#### DIRECTIONS
Repeat each record below exactly, omitting whatever pictures appear in it.

#### MATERIAL PROVIDED
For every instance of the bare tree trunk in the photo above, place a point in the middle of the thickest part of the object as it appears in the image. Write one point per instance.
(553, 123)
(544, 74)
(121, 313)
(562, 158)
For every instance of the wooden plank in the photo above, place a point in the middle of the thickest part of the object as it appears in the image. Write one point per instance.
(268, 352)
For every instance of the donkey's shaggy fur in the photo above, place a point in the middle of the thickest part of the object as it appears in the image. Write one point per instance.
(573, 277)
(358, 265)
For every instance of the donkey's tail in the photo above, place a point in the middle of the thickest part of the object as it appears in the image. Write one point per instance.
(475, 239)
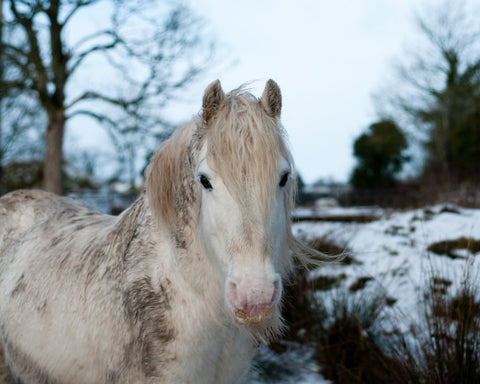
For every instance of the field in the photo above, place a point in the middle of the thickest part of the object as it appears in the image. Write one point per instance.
(405, 277)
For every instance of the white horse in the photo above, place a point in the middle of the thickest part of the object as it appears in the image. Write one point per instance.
(182, 285)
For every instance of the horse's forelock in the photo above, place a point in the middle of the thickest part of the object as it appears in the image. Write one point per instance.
(245, 143)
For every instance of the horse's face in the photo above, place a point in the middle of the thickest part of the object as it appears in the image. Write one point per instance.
(245, 229)
(249, 250)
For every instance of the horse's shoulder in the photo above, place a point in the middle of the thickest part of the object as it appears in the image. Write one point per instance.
(23, 209)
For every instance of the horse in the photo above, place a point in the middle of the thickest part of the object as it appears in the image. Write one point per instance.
(179, 288)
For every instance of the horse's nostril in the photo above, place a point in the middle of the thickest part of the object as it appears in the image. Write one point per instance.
(277, 289)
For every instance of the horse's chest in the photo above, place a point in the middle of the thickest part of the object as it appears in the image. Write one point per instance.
(211, 351)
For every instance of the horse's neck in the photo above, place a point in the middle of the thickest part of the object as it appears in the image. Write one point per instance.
(139, 229)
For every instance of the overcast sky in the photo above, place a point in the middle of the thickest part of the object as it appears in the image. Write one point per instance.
(328, 58)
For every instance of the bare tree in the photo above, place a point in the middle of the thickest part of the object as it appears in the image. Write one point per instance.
(143, 54)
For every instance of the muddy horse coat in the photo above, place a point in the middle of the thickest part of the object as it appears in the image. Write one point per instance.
(182, 285)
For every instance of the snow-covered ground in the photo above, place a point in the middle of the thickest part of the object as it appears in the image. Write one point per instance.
(392, 252)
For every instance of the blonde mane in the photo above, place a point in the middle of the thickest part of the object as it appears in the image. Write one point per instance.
(243, 139)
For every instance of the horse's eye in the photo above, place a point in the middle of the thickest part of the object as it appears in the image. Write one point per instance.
(205, 182)
(284, 179)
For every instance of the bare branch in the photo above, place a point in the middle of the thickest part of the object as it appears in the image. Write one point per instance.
(77, 6)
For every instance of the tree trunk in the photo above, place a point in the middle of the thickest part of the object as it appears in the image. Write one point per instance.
(52, 178)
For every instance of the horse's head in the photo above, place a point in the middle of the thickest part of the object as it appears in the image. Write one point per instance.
(234, 195)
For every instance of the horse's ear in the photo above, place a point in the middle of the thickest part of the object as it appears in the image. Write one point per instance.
(213, 99)
(272, 99)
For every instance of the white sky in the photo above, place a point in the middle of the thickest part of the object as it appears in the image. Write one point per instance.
(328, 58)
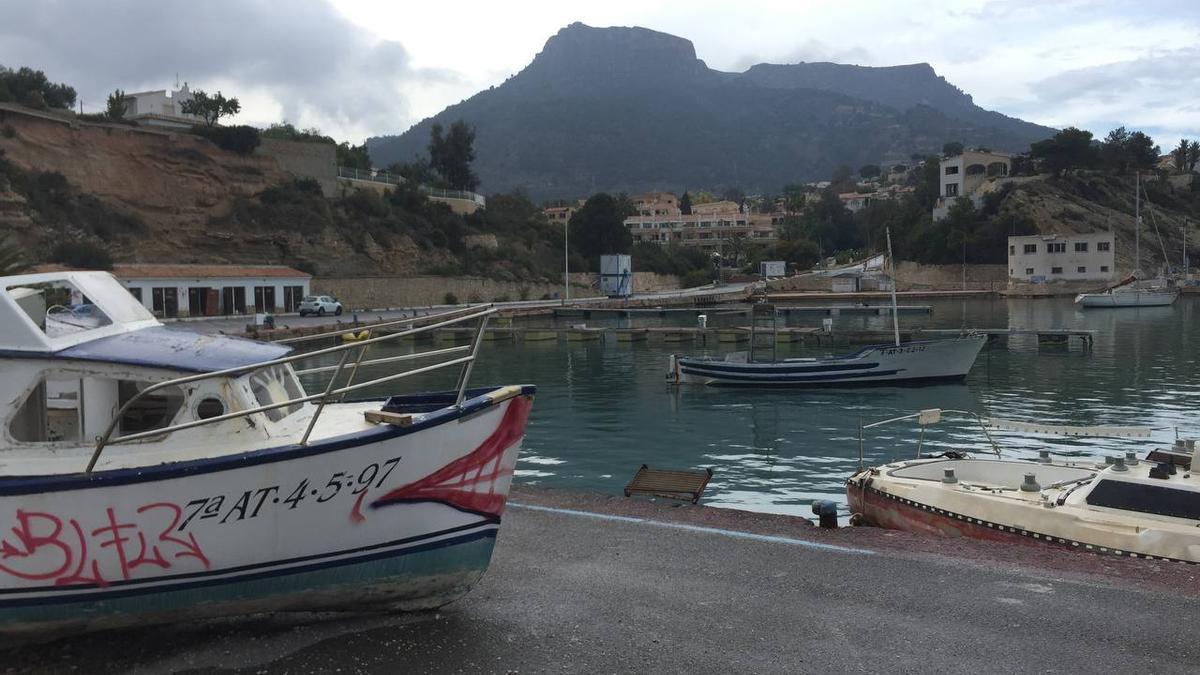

#### EXERCISE SOLUTION
For every instance of the bare tree trunk in the photo above, place a point in the middle of the thickest part of the object as it appears in the image. Write one point per instance.
(553, 123)
(544, 74)
(121, 313)
(562, 158)
For every instance of the wooden plank in the photo above, place a point in the middle of the thickest part of the object as it appears in the image. Write one point per instance.
(268, 352)
For every instance of the donkey's shaggy fur in the photo above, place a point in the middle of the thickest part of the object as it appears in the image. Write one point per instance.
(573, 277)
(358, 265)
For every instance of the donkey's tail in the photo above, place a point in the middle of the thickest part of the object as it appears in the image. Write one point per instance.
(475, 239)
For every instance of the field in the photo above, place a point in the middle of the thickest part of the object as it appears in the image. Write one point per instance.
(405, 277)
For every instance of the white horse in the photo above, place a point in the middle of the thickest part of the object as it appears in the image. Write one point per instance.
(182, 285)
For every instance of the horse's forelock in the photo above, place a point in the middle of the thickest part of the object as it appears in the image. Write one point per instance.
(245, 143)
For every instance of the horse's face in the photo above, place a point in the middle of the thickest part of the object as it appears in the image. Write one point per instance.
(245, 229)
(249, 250)
For every instance of the horse's shoulder in the photo above, place a point in the middle of the thickest part of the object as it appears in the image. Write one point per instance.
(23, 209)
For every instance of the horse in the photo above, place a point in the middle of the thickest part of the object as it appears in the image. Write one point per instance.
(179, 288)
For every instance of the horse's nostril in the photo above, place a point in the middle of the thickest part of the object as it appears in the image. Write one point per instance.
(277, 289)
For every instance of the horse's chest in the photo above, place a point in the middle of the thickest part of the object as it appears in the image. Write one point per instance.
(211, 351)
For every instance of the horse's neck in the photo above, place a point in the middle of the thickest part of the object as it appears in the image. Write one point per instance.
(139, 229)
For every instance of the overcast sky in the photo above, place a point in the middle of the thickest part of the object as it appears in the image. Write one point per instance.
(328, 58)
For every instance of the bare tree in the photo above, place a point in the middle of the thickest part of the object as it appears in the image. Write one point per instance.
(143, 54)
For every instance of the muddy horse coat in the photo above, place a point in the middle of the thickest part of the object as it appears in the image. Write one point per instance.
(182, 285)
For every instance of the snow-covered ground in the photo above, place a point in the middle of the thickest part of the object as it appears in the image. Write one point per instance.
(392, 252)
For every instance of the blonde mane in the photo above, place a point in the middle of the thickest part of the object as it appears in the image. Write one point per instance.
(243, 139)
For every instance of the horse's eye in the photo above, place a point in the middle of the thickest part of the object as it appears in the image. Write one point per instance.
(205, 182)
(284, 179)
For every instance of the bare branch in the photo above, place a point in the middle of the thickest part of the object as it appears in the image. Write one point per instance.
(77, 6)
For every instance of the tree trunk in the photo above, place a point in the middle of the thickest part of the object as it appears in the image. Write one point per instance.
(52, 178)
For every instance of the horse's head in the photo above, place a point in the middle of the thickest part of the object as it appears in the image. Write one point per instance.
(234, 195)
For every instance of the horse's ear in the photo above, place a point in the middle of the thickest part of the object as it appears in the image. Write one point per instance.
(213, 99)
(272, 99)
For every instance of the white sky in the photo above, place a point in the middle of the thickest part of the object as it appears in the image. Write one point per instance.
(328, 58)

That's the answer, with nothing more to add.